# Examples of point labeling:
········

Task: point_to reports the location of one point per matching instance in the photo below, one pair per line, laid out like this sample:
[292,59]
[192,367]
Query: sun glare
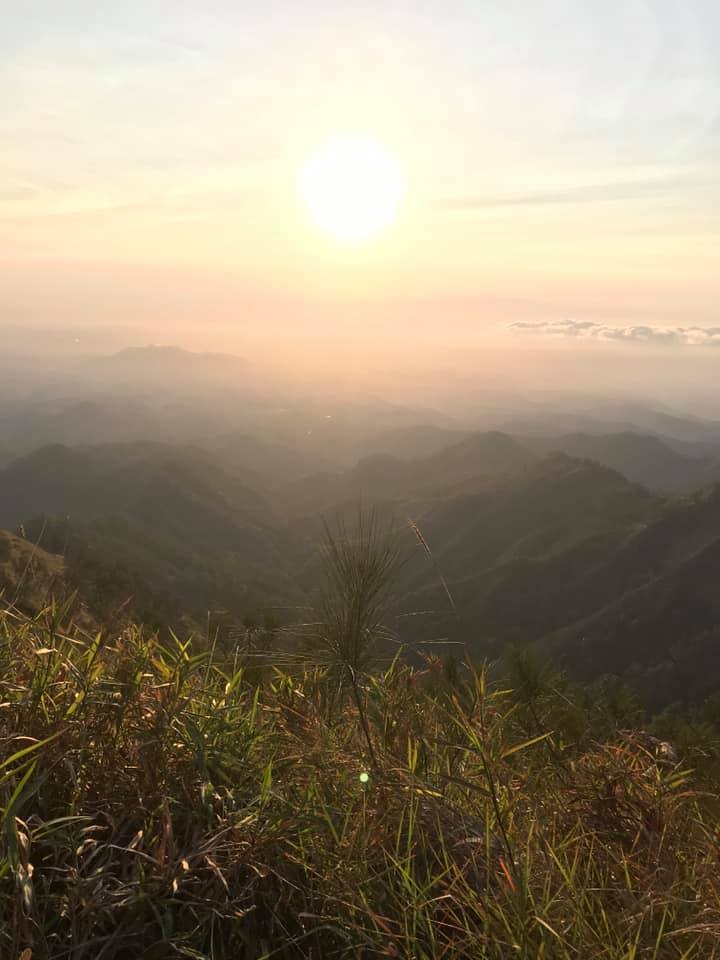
[353,188]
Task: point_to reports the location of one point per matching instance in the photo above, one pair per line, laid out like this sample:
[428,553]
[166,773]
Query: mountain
[29,576]
[385,477]
[640,457]
[665,621]
[143,363]
[149,519]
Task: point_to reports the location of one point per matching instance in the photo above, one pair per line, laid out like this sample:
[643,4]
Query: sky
[561,161]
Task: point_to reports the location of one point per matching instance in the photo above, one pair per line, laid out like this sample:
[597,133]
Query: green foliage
[156,801]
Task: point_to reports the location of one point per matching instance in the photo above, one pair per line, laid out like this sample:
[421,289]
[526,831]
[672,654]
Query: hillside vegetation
[207,799]
[161,800]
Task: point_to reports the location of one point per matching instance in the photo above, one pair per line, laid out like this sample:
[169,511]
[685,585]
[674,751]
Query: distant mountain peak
[155,353]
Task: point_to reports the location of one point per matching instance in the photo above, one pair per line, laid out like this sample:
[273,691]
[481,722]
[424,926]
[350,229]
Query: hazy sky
[562,161]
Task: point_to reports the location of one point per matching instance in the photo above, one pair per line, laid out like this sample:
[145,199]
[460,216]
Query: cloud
[637,189]
[588,329]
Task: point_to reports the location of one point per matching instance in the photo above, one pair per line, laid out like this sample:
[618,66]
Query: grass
[164,799]
[157,803]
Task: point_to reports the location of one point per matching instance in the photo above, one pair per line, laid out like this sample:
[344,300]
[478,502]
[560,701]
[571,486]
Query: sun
[353,188]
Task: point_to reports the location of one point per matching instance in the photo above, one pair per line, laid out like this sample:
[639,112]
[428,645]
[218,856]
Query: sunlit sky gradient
[562,159]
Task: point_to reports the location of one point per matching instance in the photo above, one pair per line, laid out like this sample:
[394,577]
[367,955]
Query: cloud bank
[588,329]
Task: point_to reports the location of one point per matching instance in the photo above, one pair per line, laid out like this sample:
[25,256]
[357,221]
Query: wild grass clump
[161,800]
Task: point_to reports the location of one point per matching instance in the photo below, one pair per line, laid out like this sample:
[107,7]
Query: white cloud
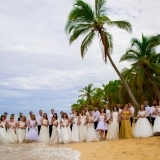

········

# What you have to do:
Return each line above that contains the string "cloud", copying every such line in full. Matching is case-sensitive.

# Written response:
Query: cloud
Query: cloud bank
Query: white cloud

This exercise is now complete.